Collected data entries
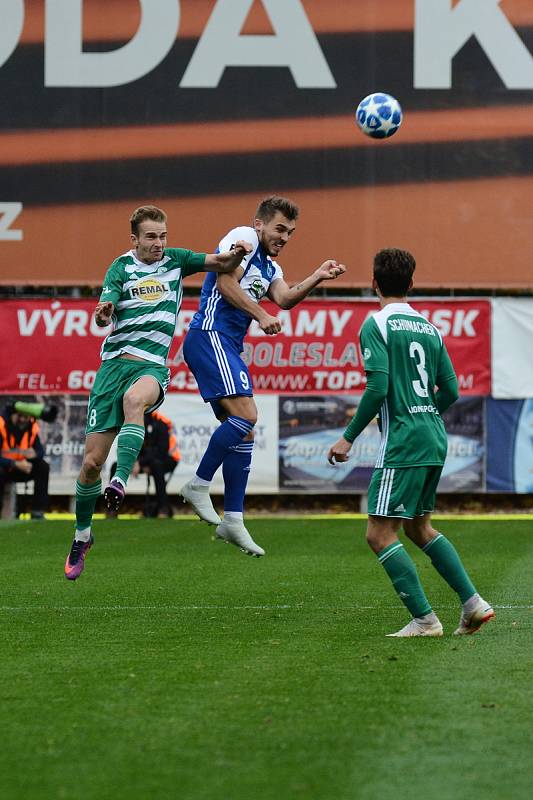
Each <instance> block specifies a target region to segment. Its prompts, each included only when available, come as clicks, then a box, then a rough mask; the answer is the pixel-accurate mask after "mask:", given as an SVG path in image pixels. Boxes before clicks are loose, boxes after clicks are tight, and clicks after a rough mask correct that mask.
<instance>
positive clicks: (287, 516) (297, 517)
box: [19, 512, 533, 522]
mask: <svg viewBox="0 0 533 800" xmlns="http://www.w3.org/2000/svg"><path fill="white" fill-rule="evenodd" d="M271 518H274V519H302V520H314V519H316V520H320V519H322V520H323V519H367V515H366V514H283V513H282V514H247V515H246V519H271ZM458 518H460V519H465V520H472V521H474V522H477V521H479V522H481V521H483V520H488V521H492V522H494V521H495V520H500V521H501V522H508V521H512V520H521V519H522V520H530V521H532V520H533V512H532V513H529V514H500V513H498V512H495V513H493V514H466V513H465V514H463V513H461V512H457V513H456V514H433V516H432V519H435V520H454V519H458ZM19 519H20V520H24V521H28V522H29V521H31V518H30V515H29V514H21V515H20V517H19ZM46 519H47V520H74V519H76V517H75V515H74V514H70V513H66V512H65V513H60V512H57V513H55V512H53V513H50V514H46ZM93 519H98V520H101V519H107V517H106V516H105V514H95V515H94V517H93ZM119 519H124V520H129V519H144V518H143V517H142V516H140V515H138V514H120V515H119ZM173 519H181V520H187V519H188V520H196V519H197V518H196V517H195V516H194V515H193V514H174V516H173Z"/></svg>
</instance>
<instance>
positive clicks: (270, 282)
mask: <svg viewBox="0 0 533 800" xmlns="http://www.w3.org/2000/svg"><path fill="white" fill-rule="evenodd" d="M239 239H243V240H244V241H245V242H249V243H250V244H251V245H252V247H253V250H252V252H251V253H249V254H248V255H247V256H245V257H244V258H243V260H242V261H241V267H242V268H243V270H244V272H243V274H242V276H241V278H240V279H239V285H240V287H241V289H242V290H243V292H244V293H245V294H247V295H248V297H249V298H250V300H253V302H254V303H259V302H260V301H261V300H262V298H263V297H266V296H267V295H268V290H269V287H270V284H271V283H272V282H273V281H275V280H278V278H283V270H282V269H281V267H280V265H279V264H277V263H276V262H275V261H273V260H272V258H271V257H270V256H269V255H268V253H267V252H266V251H265V250H264V248H263V246H262V245H261V243H260V242H259V239H258V238H257V233H256V231H255V230H254V229H253V228H249V227H247V226H241V227H239V228H233V230H231V231H230V232H229V233H227V234H226V236H225V237H224V238H223V239H222V241H221V242H220V244H219V245H218V248H217V253H221V252H223V251H227V250H231V249H232V248H233V246H234V245H235V243H236V242H237V241H239ZM251 321H252V318H251V317H250V316H249V315H248V314H247V313H246V312H245V311H242V310H241V309H240V308H237V307H236V306H234V305H232V304H231V303H230V302H228V301H227V300H226V299H225V298H224V297H222V295H221V293H220V292H219V291H218V287H217V276H216V275H215V274H214V273H208V274H207V275H206V277H205V279H204V283H203V286H202V293H201V295H200V307H199V309H198V311H197V312H196V314H195V315H194V317H193V318H192V321H191V324H190V327H191V328H192V329H193V330H194V329H200V330H204V331H218V332H219V333H223V334H224V335H225V336H228V337H229V338H230V339H232V340H233V341H234V342H235V344H236V345H237V347H238V348H239V349H240V350H241V351H242V349H243V340H244V337H245V336H246V332H247V331H248V328H249V327H250V323H251Z"/></svg>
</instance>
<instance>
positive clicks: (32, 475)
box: [0, 406, 50, 519]
mask: <svg viewBox="0 0 533 800" xmlns="http://www.w3.org/2000/svg"><path fill="white" fill-rule="evenodd" d="M49 473H50V468H49V466H48V464H47V463H46V461H45V460H44V448H43V445H42V443H41V440H40V438H39V426H38V425H37V423H36V421H35V418H34V417H30V416H28V415H27V414H21V413H20V412H18V411H15V410H14V408H13V406H11V407H8V408H7V409H6V410H5V411H4V412H3V414H1V415H0V496H2V495H3V492H4V486H5V484H6V483H9V482H24V483H26V482H28V481H33V484H34V491H33V503H32V512H31V516H32V518H33V519H42V518H43V517H44V512H45V511H46V510H47V508H48V478H49Z"/></svg>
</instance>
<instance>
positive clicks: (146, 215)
mask: <svg viewBox="0 0 533 800" xmlns="http://www.w3.org/2000/svg"><path fill="white" fill-rule="evenodd" d="M145 219H150V220H152V222H166V221H167V215H166V214H165V212H164V211H163V210H162V209H161V208H157V206H139V208H136V209H135V211H134V212H133V214H132V215H131V217H130V225H131V232H132V234H133V235H134V236H137V234H138V233H139V225H140V224H141V222H144V220H145Z"/></svg>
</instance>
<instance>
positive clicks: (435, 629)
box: [386, 614, 443, 637]
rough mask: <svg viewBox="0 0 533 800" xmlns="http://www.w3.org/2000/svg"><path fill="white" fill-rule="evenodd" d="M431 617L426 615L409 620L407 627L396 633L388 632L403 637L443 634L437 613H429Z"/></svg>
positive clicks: (428, 615)
mask: <svg viewBox="0 0 533 800" xmlns="http://www.w3.org/2000/svg"><path fill="white" fill-rule="evenodd" d="M427 616H428V617H429V619H427V620H426V619H424V617H417V618H415V619H412V620H411V622H408V623H407V625H405V627H403V628H402V629H401V630H399V631H396V633H387V634H386V635H387V636H393V637H403V636H442V634H443V630H442V625H441V623H440V620H439V619H438V617H437V616H436V614H428V615H427Z"/></svg>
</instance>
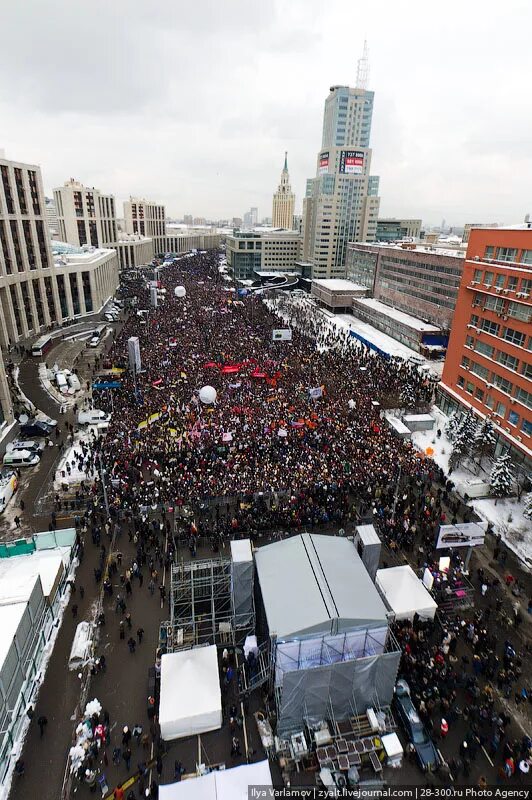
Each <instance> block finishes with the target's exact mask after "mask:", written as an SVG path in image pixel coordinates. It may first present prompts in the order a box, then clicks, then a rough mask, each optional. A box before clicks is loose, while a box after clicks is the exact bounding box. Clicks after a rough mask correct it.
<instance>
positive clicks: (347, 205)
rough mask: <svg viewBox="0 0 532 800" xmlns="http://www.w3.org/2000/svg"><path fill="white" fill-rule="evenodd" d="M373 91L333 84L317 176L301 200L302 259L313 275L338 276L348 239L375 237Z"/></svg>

## EXERCISE
Express everything from the line containing "617L426 615L409 620L407" down to the end of the records as a JSON list of strings, one string per line, with blank lines dropped and the pictures left out.

## RESPONSE TO THIS TASK
[
  "rough mask: <svg viewBox=\"0 0 533 800\" xmlns=\"http://www.w3.org/2000/svg\"><path fill=\"white\" fill-rule=\"evenodd\" d=\"M431 617L426 615L409 620L407 627L396 633L388 632L403 637L443 634L437 613H429Z\"/></svg>",
  "positive clicks: (428, 615)",
  "mask: <svg viewBox=\"0 0 533 800\" xmlns=\"http://www.w3.org/2000/svg\"><path fill=\"white\" fill-rule=\"evenodd\" d=\"M427 616H428V617H429V619H427V620H426V619H424V617H417V618H415V619H412V620H411V622H408V623H407V625H405V627H403V628H402V629H401V630H399V631H396V633H387V634H386V635H387V636H393V637H403V636H442V634H443V630H442V625H441V623H440V620H439V619H438V617H437V616H436V614H428V615H427Z\"/></svg>",
  "</instance>",
  "Each <instance> block finishes with the target's exact mask after \"mask:\", written as an SVG path in image pixel coordinates. It may first present prompts in the order a box, then clicks, then a rough mask, each optional. A box before clicks is loose, while a box after clicks is the exact bounding box. Clicks after a rough mask correct it.",
  "<instance>",
  "positive clicks: (347, 205)",
  "rough mask: <svg viewBox=\"0 0 532 800\" xmlns=\"http://www.w3.org/2000/svg\"><path fill=\"white\" fill-rule=\"evenodd\" d=\"M373 91L333 84L317 176L301 200L302 259L313 275L338 276L348 239L375 237Z\"/></svg>"
]